## Task statement
After finding the line containing "Target: dog's floppy ear" below, please output that line and each following one through the line containing "of the christmas", exactly as written.

## Data to use
((
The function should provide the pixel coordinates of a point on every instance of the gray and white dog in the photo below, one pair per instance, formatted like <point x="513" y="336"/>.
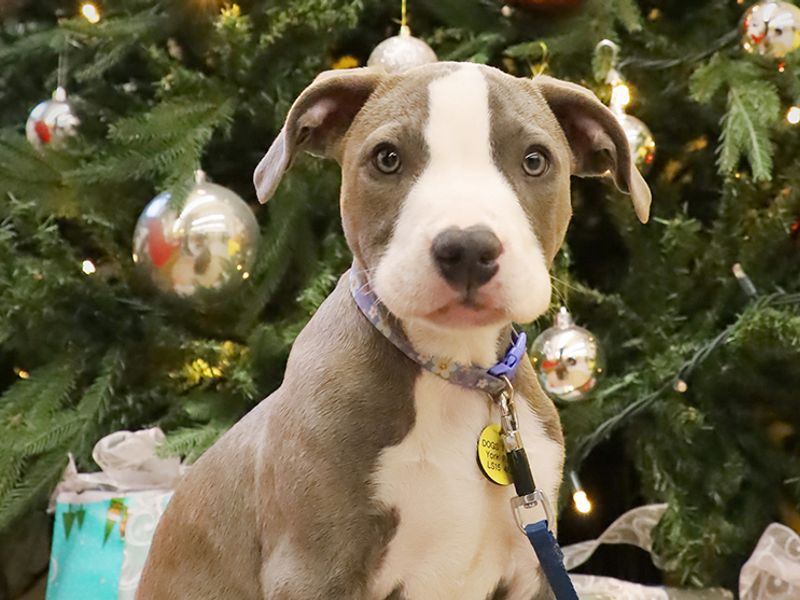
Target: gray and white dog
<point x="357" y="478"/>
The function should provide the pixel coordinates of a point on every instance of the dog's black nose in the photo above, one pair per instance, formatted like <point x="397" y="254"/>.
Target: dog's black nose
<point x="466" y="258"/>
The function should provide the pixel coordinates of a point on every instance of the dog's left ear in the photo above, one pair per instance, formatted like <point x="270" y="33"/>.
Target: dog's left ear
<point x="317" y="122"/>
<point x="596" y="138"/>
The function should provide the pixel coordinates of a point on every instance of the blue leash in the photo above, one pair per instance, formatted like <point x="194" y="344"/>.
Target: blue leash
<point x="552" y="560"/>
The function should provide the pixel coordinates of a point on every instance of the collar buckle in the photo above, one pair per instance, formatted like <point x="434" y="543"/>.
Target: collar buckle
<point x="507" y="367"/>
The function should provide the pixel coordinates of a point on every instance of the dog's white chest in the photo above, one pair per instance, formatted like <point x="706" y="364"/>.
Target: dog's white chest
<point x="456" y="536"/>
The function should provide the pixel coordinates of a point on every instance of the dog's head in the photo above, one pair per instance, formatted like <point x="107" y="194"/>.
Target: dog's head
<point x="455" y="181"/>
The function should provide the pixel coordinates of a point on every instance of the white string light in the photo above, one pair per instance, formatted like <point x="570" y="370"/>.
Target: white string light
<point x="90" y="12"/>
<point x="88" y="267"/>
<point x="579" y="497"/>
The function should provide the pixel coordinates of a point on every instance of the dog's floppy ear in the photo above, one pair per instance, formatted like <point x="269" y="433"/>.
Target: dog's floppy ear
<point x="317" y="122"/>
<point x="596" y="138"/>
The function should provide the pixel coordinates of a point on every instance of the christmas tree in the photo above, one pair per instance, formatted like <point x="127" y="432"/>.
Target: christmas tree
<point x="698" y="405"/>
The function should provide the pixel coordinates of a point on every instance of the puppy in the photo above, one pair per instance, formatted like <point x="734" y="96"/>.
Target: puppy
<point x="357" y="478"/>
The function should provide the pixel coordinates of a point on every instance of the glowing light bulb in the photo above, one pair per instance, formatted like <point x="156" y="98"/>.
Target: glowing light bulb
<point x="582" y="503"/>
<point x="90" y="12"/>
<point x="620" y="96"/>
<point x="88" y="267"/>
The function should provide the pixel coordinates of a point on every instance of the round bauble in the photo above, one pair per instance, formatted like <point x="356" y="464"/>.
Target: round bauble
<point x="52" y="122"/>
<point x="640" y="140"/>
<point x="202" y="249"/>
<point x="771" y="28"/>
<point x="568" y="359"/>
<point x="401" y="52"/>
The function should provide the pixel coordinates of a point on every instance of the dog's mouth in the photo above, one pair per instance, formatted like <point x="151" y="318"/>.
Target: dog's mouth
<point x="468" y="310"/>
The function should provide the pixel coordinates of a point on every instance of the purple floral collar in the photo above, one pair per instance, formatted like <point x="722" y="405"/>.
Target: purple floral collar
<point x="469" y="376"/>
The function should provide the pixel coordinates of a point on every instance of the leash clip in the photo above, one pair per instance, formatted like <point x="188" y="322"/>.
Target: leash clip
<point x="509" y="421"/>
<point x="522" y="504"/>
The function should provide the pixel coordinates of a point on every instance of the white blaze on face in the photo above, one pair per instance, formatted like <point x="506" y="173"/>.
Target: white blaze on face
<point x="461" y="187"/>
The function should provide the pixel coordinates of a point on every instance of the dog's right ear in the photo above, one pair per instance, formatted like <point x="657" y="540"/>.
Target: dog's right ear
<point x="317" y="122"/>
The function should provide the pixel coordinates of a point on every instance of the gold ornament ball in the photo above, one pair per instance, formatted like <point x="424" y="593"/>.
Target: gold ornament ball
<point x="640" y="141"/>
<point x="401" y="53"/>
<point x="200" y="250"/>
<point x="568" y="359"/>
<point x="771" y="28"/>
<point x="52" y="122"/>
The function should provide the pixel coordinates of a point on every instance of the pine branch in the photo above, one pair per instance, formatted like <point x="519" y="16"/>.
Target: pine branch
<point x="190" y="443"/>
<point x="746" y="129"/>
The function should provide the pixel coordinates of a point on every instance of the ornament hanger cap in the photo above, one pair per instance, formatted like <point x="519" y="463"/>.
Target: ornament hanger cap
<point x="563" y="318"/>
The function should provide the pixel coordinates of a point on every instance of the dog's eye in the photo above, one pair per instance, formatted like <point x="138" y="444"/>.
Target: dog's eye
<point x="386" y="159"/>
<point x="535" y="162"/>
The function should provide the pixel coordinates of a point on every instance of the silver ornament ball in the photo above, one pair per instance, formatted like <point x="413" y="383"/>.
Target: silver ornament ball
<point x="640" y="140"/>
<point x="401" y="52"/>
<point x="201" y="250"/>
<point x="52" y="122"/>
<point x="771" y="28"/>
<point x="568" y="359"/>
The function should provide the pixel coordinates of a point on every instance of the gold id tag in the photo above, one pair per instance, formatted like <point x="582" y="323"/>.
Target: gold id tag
))
((
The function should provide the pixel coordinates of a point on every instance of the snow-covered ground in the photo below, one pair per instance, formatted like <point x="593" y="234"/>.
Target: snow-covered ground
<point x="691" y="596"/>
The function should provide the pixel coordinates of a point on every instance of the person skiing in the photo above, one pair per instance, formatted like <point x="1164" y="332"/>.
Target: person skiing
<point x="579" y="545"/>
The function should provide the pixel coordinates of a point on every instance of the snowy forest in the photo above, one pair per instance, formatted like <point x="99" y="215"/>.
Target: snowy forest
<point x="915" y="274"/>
))
## Task result
Target: dog's floppy ear
<point x="317" y="122"/>
<point x="596" y="138"/>
The function should provide the pixel coordinates of a point on every instance of the christmas tree in the photo above, one pair per instance, formatted like <point x="127" y="432"/>.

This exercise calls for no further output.